### STATED PROBLEM 1
Reproduce the listing word for word, everything from the line containing "Where can you find the small" down to the end of the listing.

### TEXT SECTION
Drewster727 commented 5 years ago

Update: Digging around I found KAFKA_HEAD_OPTS being set via kafka-run-class.sh:

# Memory options
if [ -z "$KAFKA_HEAP_OPTS" ]; then
  KAFKA_HEAP_OPTS="-Xmx256M"
fi

I updated my environment vars to:

export KAFKA_OPTS="$KAFKA_OPTS -javaagent:/opt/scripts/prometheus/jmx_prometheus_javaagent-0.11.0.jar=8081:/opt/scripts/prometheus/kafkaMon.yaml"

export KAFKA_HEAD_OPTS="-Xms512m -Xmx1g"

That does resolve the OOM errors, but still getting:

Exception in thread "main" java.lang.reflect.InvocationTargetException
        at sun.reflect.NativeMethodAccessorImpl.invoke0(Native Method)
        at sun.reflect.NativeMethodAccessorImpl.invoke(NativeMethodAccessorImpl.java:62)
        at sun.reflect.DelegatingMethodAccessorImpl.invoke(DelegatingMethodAccessorImpl.java:43)
        at java.lang.reflect.Method.invoke(Method.java:498)
        at sun.instrument.InstrumentationImpl.loadClassAndStartAgent(InstrumentationImpl.java:386)
        at sun.instrument.InstrumentationImpl.loadClassAndCallPremain(InstrumentationImpl.java:401)
Caused by: java.lang.IllegalArgumentException: Collector already registered that provides name: jmx_exporter_build_info
        at io.prometheus.jmx.shaded.io.prometheus.client.CollectorRegistry.register(CollectorRegistry.java:54)
        at io.prometheus.jmx.shaded.io.prometheus.client.Collector.register(Collector.java:139)
        at io.prometheus.jmx.shaded.io.prometheus.client.Collector.register(Collector.java:132)

### TASK MATERIAL
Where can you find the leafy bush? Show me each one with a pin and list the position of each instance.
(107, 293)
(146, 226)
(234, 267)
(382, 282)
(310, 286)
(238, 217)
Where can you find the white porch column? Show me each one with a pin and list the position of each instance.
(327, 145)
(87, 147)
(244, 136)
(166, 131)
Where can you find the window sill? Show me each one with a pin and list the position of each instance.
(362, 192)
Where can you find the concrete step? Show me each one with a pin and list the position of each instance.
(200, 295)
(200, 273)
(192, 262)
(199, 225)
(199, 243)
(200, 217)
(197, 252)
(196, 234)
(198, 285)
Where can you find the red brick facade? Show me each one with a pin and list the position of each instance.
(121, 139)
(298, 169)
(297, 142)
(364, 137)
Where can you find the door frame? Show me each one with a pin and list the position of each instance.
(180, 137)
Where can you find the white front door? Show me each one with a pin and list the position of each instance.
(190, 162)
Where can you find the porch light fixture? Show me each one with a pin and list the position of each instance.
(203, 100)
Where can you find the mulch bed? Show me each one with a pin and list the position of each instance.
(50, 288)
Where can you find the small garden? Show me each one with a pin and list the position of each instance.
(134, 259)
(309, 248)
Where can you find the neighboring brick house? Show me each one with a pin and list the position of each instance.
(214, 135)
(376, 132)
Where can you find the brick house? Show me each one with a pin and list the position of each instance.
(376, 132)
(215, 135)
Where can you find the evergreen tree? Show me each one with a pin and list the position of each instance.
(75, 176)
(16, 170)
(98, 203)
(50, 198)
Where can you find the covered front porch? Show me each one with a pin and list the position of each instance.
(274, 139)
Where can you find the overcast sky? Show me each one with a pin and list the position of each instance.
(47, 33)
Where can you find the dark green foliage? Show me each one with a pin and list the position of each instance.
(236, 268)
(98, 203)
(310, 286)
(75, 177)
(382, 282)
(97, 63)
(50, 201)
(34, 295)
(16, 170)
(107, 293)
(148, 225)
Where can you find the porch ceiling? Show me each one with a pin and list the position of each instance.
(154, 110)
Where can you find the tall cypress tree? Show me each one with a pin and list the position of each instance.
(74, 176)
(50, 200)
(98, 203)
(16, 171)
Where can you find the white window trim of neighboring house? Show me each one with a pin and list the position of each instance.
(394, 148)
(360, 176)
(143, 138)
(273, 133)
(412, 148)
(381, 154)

### STATED PROBLEM 2
Carry the forum comment about the Kafka JMX exporter error forward from the point where it stops.

### EXERCISE OUTPUT 1
Where can you find the small garden? Show me each one with a pin and list the position of each instance.
(134, 259)
(309, 248)
Where can you find the neighboring brick house? Show me each one with a pin and list the position of each instance.
(214, 135)
(376, 132)
Where can you find the brick house? Show me each one with a pin and list the position of each instance.
(376, 132)
(215, 135)
Where can you find the evergreen tree? Show me each one with a pin and list the position of each instance.
(75, 176)
(16, 170)
(98, 203)
(50, 198)
Where can you find the covered front porch? Show me each one with a pin and list the position of each instance.
(274, 139)
Where can you find the overcast sky? Show me each one with a pin and list the position of each instance.
(47, 33)
Where can you find the dark green foliage? Show me each one with a pin and list the position of each instance.
(236, 268)
(98, 203)
(310, 286)
(75, 177)
(382, 282)
(97, 63)
(50, 201)
(34, 295)
(16, 170)
(107, 293)
(148, 225)
Where can you find the porch ceiling? Show me each one with a pin and list the position of each instance.
(154, 110)
Where can you find the tall cypress tree? Show me each one with a pin and list the position of each instance.
(74, 176)
(50, 200)
(98, 203)
(16, 171)
Where can you find the white window trim of neighboring house? Show me each one with a pin and list the position of each instance.
(394, 148)
(360, 176)
(143, 138)
(273, 133)
(412, 148)
(381, 154)

### EXERCISE OUTPUT 2
        at io.prometheus.jmx.shaded.io.prometheus.jmx.JavaAgent.premain(JavaAgent.java:51)
        ... 6 more

I found a separate post indicating the collector has already been registered. Why would it be stating this? I'm only executing/starting it once, and only one javaagent.

Drewster727 commented 5 years ago

Update #2: This fixed it for me:

export KAFKA_OPTS="-javaagent:/opt/scripts/prometheus/jmx_prometheus_javaagent-0.11.0.jar=8081:/opt/scripts/prometheus/kafkaMon.yaml"
export KAFKA_HEAD_OPTS="-Xms512m -Xmx1g"

note that I removed the $KAFKA_OPTS from the beginning... it was causing the javaagent to get registered twice.

Hope this helps someone!

-Drew

geopamplona commented 5 years ago

i have the same error and same solution (iam using 0.12.1 version), but i have problems when access zookeeper console or other tools that interact with kafka broker.. imagen do you solve this problem definitely? should i use KAFKA_JMX_OPTS?